Count the lines in the items below that contain the word "placing", treating uppercase and lowercase as distinct, and reply with that number alone.

━━━ PROVIDED RECORDS

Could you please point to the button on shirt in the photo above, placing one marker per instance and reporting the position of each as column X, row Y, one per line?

━━━━━━
━━━ PROVIDED RECORDS

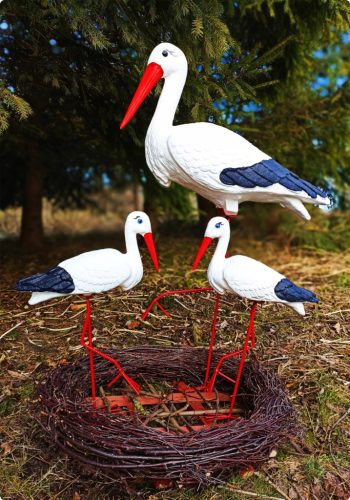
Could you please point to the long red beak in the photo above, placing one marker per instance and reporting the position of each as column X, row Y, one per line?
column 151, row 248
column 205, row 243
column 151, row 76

━━━━━━

● **REPLY TO THE TASK**: 2